--- Given passage Enclosed Below ---
The course, which will be repeated in summer 2015, presented a series of cinematic milestones that together offered a history of both the artistic ambitions and the commercial realities of French cinema, moving from the earliest days of silent cinema (Méliès, Feuillade) to the most recent releases (Assayas, Denis). The course covered wartime film production, as well as the rise of recent genres such as the beur film (works set in the suburban housing projects that ring Paris, focuing on young immigrants), with special concentration on the French New Wave (1958-1967), the movement which perhaps more than any other truly took the city of Paris as its muse.
--- End of Enclosed Given passage ---
[Tasks for this exercise]
(1) According to the passage about the French cinema course, what years did the French New Wave span?
(2) List every filmmaker named in the passage about the French cinema course.
(3) Write a continuation of the passage about the French cinema course, starting after its last sentence.
You won't need the records for any of this.
--- Data extract Enclosed Below ---
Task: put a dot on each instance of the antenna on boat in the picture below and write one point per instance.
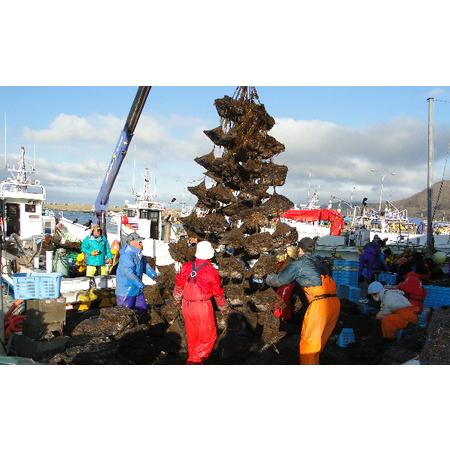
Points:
(309, 187)
(133, 186)
(5, 142)
(430, 243)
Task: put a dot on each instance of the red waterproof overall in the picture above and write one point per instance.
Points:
(197, 309)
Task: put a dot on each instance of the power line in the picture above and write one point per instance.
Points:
(442, 101)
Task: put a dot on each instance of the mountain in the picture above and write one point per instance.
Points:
(417, 203)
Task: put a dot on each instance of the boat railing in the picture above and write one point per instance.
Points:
(15, 187)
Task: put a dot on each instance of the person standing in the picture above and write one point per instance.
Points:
(396, 311)
(129, 285)
(320, 291)
(97, 252)
(195, 285)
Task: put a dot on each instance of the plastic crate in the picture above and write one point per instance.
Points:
(436, 297)
(342, 290)
(346, 337)
(366, 309)
(29, 286)
(345, 272)
(354, 294)
(387, 278)
(423, 317)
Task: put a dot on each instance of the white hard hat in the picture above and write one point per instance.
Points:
(163, 257)
(374, 288)
(204, 250)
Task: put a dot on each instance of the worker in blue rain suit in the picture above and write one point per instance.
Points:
(129, 285)
(97, 252)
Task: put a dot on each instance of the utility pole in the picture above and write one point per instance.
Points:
(430, 240)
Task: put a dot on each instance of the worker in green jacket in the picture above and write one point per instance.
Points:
(97, 252)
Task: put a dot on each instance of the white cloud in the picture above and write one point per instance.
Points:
(74, 152)
(340, 158)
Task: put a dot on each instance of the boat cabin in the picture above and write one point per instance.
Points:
(21, 201)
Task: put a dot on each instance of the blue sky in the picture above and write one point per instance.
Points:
(337, 133)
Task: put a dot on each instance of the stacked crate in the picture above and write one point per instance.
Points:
(437, 296)
(387, 278)
(345, 272)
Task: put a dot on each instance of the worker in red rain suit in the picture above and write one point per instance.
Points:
(413, 289)
(196, 283)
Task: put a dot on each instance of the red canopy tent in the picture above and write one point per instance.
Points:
(315, 215)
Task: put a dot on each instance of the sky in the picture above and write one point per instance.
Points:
(340, 141)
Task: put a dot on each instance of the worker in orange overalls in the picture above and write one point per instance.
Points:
(320, 291)
(396, 311)
(195, 285)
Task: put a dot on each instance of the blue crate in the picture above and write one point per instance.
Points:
(346, 337)
(345, 272)
(354, 294)
(366, 309)
(437, 297)
(29, 286)
(342, 290)
(387, 278)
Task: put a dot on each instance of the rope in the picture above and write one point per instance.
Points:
(441, 186)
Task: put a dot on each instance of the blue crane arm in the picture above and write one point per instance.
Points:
(102, 201)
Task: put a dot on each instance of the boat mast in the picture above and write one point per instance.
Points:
(5, 141)
(430, 241)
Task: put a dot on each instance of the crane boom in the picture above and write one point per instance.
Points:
(102, 201)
--- End of Enclosed Data extract ---
[Answers for each item]
(1) 1958 to 1967.

(2) Méliès, Feuillade, Assayas, Denis

(3)
The course featured a behind-the-scenes visit to the famous Cinemathèque Française, as well as a host of “A-list” guest speakers from the French film industry. Among the guests were:

    Isabelle Giordano, Executive Director, UniFrance Films, on the position of French cinema in the international market today

    Bertrand Roger, Head of Marketing, MK2 Films, on current trends in French film distribution

    Hubert Niogret, film critic for Positif and film producer (60 ans de Cinema Français, among many other films), on the films of the Occupation

    Pierre Rissient, filmmaker, film critic, and film programmer for the legendary “Cinema MacMahon,” on French cinema in the Fifties

    Jean-François Rauger, Director of Programming, La Cinematheque Française, on the legacy of the French New Wave

    Nicole Brenéz, programmer of independent film for the Pompidou Centre, on contemporary trends in alternative media in France today

    Jean-Michel Frodon, former editor of Cahiers du Cinema and currently Professor of Media Studies at The Institute of Political Studies (Science-Po) in Paris, on the contemporary political economy of French cinema

Student Comments:
Peña and the course were truly fantastic – every aspect of the experience was valuable, including Peña’s exciting and evenhanded lectures, the unusual and stimulating selection of films, his recommendations, the diverse group of guest speakers, the different perspectives provided by other students, and the time we were allowed to explore Paris on our own.
The guest speakers were the highlights of the course – they gave us a sense of how the French themselves value their own cinema, and how they guide and organize its production/distribution. Each guest brought a different angle to the course, and to our understanding of French cinema as a whole. There were no duds!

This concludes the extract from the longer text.